#### [Requirement]
In the forum thread, how long is the trainers course that Carol Boche's husband agreed to let her attend?

#### [Text block]
============================================================

# Best Hubby EVER....



## Carol Boche (May 13, 2007)

Sorry guys....can't contain this very well due to the excitement.....

For my 40th this year in April, hubby has gave the okay for me to attend 
Randy Hares trainers course for three weeks in April......

I cannot wait. It will be great to work with him and learn from someone as great as he is.


----------



## Jaimie Van Orden (Dec 3, 2008)

Congrats! Take notes, and have fun!!


----------



## Konnie Hein (Jun 14, 2006)

Agggh...stop rubbing it in already!!! :lol:


----------



## Jerry Lyda (Apr 4, 2006)

Konnie, if she is going there you can come on down to Georgia.

Glad you're going and do have fun.


----------



## Carol Boche (May 13, 2007)

Jerry Lyda said:


> Konnie, if she is going there you can come on down to Georgia.


HEY....NO FAIR NO FAIR NO FAIR NO FAIR....:lol: :lol: :lol: :lol: 

I WILL make to Georgia one of these days.....want to see the
"Boston Bark and Hold" in person.....LOL


----------



## Jerry Lyda (Apr 4, 2006)

Come on down, love to have you.


----------



## Michael Santana (Dec 31, 2007)

Carol Boche said:


> HEY....NO FAIR NO FAIR NO FAIR NO FAIR....:lol: :lol: :lol: :lol:
> 
> I WILL make to Georgia one of these days.....want to see the
> "Boston Bark and Hold" in person.....LOL


 
I would recommend long pants and closed shoes... Just in case of a cheap shot :lol:


----------



## Gerry Grimwood (Apr 2, 2007)

============================================================

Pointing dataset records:
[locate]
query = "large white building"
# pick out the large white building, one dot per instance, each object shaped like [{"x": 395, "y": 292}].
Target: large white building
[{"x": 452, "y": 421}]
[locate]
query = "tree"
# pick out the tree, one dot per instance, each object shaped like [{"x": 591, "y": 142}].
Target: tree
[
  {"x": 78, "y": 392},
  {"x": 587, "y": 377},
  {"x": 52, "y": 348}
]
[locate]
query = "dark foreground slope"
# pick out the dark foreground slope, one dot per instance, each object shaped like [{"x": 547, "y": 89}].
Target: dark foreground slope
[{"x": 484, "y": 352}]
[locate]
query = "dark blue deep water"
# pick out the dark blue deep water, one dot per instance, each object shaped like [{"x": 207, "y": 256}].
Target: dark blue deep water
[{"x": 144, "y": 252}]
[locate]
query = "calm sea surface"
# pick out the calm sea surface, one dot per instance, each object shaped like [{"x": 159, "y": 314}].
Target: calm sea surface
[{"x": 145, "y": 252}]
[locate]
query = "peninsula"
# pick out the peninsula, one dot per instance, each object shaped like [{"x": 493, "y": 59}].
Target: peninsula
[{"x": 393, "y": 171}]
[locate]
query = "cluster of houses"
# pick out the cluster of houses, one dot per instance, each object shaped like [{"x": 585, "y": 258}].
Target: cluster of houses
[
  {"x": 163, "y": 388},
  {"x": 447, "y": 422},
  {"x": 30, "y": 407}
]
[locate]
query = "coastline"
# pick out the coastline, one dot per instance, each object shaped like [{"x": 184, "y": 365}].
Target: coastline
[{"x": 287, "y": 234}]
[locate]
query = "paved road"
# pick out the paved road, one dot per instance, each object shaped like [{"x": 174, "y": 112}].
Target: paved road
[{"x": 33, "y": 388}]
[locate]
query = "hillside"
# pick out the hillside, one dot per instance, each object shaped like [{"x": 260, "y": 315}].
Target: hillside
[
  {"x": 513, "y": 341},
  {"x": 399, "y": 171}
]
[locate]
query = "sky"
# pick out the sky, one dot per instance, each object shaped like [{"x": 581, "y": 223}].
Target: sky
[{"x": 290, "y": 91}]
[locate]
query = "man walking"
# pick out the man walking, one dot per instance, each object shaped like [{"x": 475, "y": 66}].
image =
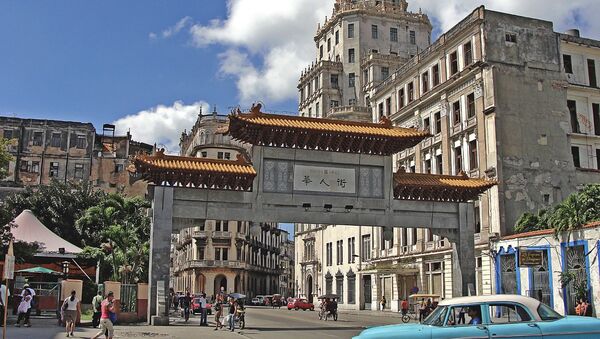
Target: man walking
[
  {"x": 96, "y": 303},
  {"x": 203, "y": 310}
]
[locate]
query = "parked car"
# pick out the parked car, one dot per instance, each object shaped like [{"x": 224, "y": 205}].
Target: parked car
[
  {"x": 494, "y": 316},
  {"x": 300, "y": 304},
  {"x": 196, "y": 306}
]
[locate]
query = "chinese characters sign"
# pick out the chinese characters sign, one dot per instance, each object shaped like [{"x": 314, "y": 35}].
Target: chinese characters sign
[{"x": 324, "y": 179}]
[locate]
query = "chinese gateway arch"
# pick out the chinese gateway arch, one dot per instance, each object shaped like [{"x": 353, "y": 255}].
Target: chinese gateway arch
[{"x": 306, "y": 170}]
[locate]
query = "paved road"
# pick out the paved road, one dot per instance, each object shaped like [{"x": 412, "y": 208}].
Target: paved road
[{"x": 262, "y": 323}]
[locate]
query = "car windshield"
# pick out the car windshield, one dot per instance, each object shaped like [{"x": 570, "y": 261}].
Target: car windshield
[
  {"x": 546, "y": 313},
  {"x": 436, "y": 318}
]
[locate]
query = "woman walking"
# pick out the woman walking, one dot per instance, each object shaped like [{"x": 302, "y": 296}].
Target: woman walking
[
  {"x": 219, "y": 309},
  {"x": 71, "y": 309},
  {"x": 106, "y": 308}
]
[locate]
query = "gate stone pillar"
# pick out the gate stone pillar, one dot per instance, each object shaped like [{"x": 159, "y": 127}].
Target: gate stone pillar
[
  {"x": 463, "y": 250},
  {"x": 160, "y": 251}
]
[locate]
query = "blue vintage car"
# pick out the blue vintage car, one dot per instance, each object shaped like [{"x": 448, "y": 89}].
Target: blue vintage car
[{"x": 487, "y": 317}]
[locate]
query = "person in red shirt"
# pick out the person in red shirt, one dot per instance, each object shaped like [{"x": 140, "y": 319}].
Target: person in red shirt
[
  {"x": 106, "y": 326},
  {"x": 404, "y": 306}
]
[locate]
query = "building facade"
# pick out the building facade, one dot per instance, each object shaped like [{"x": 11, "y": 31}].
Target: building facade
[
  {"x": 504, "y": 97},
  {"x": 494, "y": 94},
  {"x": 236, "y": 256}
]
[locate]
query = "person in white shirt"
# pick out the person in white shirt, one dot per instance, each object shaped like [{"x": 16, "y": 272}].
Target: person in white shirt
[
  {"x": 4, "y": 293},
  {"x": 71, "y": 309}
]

============================================================

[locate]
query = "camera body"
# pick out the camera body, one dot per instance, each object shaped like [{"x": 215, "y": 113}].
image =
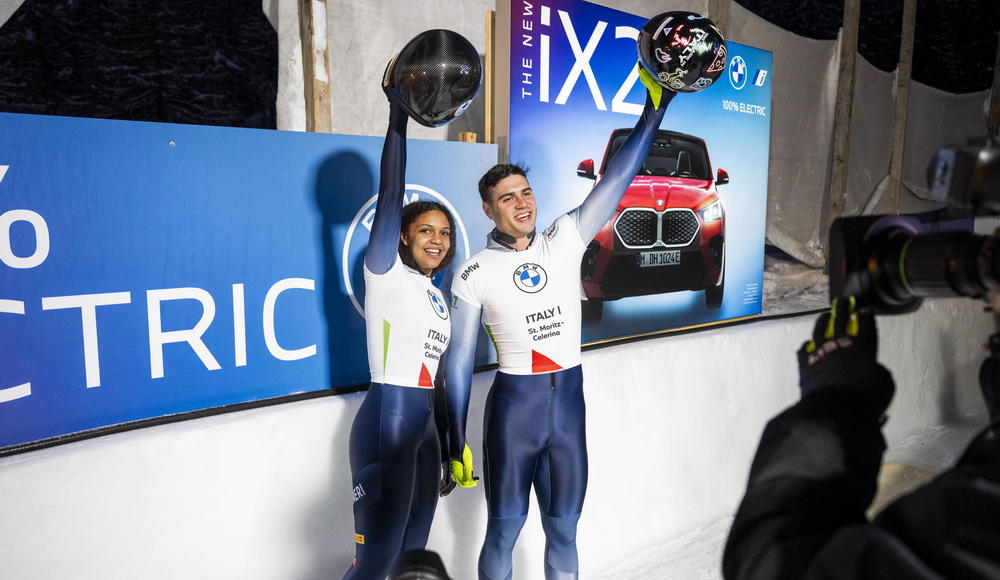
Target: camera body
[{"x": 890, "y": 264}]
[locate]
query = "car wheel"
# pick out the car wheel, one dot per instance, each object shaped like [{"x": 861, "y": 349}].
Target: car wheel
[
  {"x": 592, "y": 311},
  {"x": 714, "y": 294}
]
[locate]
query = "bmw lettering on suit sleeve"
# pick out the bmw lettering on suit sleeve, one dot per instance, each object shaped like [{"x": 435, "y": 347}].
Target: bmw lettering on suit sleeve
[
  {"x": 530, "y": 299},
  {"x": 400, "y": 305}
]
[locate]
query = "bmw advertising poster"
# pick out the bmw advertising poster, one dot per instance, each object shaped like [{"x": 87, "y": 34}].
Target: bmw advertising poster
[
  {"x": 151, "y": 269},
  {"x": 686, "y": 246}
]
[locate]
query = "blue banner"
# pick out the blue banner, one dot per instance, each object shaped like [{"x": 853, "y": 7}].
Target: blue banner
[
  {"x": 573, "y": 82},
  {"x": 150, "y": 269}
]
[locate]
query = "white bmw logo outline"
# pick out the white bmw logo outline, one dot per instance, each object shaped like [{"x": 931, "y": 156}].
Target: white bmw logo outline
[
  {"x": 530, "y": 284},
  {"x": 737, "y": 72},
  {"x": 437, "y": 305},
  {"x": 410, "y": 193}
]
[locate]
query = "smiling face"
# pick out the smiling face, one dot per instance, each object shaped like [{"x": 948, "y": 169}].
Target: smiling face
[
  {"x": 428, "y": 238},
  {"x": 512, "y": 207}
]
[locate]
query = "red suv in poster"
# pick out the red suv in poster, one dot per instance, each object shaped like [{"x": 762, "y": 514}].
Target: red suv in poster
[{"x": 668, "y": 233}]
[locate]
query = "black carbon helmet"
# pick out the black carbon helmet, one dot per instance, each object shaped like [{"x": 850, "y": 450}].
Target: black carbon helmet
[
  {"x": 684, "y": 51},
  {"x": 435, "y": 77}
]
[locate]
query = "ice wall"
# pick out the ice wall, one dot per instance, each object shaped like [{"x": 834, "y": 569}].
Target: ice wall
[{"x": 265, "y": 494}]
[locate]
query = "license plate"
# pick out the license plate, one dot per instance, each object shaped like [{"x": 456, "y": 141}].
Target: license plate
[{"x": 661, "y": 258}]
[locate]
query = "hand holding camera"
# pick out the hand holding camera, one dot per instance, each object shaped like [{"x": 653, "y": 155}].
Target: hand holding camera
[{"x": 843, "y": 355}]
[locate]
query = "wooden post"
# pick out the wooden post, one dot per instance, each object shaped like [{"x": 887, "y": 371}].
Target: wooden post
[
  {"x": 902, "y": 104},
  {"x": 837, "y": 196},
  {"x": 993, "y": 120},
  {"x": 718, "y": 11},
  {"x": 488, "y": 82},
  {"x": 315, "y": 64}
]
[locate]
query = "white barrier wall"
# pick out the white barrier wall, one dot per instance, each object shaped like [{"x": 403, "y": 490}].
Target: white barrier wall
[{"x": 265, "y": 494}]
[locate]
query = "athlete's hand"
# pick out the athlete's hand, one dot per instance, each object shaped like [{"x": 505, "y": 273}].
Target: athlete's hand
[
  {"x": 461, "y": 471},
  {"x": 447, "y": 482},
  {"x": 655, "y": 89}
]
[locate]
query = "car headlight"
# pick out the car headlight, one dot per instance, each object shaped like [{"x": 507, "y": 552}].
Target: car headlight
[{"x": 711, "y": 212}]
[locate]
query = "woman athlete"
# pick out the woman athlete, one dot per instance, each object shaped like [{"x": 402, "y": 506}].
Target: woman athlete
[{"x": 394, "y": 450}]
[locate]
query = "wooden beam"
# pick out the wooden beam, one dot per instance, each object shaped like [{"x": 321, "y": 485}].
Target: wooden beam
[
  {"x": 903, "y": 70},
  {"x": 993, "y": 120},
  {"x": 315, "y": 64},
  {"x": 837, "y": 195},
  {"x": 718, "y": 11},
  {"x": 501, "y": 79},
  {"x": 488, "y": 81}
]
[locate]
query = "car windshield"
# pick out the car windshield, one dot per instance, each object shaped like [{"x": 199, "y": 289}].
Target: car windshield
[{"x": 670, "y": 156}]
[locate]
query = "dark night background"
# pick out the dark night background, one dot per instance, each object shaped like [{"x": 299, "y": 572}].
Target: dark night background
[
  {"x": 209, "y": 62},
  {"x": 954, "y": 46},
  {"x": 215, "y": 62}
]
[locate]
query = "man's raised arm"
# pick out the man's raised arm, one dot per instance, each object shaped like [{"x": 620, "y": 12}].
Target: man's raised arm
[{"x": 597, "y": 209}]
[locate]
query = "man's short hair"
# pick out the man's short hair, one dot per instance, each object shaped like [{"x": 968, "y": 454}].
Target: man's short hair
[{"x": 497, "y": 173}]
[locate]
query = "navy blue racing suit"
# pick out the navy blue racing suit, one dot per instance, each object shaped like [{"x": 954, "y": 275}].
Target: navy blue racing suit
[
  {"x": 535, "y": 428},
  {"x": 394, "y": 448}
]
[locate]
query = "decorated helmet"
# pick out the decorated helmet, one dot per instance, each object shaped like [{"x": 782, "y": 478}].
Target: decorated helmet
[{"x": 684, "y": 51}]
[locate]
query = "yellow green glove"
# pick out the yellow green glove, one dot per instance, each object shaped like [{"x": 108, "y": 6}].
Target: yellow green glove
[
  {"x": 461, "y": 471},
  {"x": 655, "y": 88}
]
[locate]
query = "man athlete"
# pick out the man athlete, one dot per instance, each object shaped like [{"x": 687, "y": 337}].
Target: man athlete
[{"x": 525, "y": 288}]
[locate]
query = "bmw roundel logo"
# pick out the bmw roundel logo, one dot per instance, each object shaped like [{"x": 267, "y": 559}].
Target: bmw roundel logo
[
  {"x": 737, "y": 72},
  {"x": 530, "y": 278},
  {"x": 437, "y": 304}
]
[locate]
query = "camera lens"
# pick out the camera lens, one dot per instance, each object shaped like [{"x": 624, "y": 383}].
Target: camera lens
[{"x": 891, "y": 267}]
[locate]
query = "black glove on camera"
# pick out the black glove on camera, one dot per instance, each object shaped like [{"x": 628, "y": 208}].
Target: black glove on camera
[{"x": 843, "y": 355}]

============================================================

#### [Response below]
Three weeks.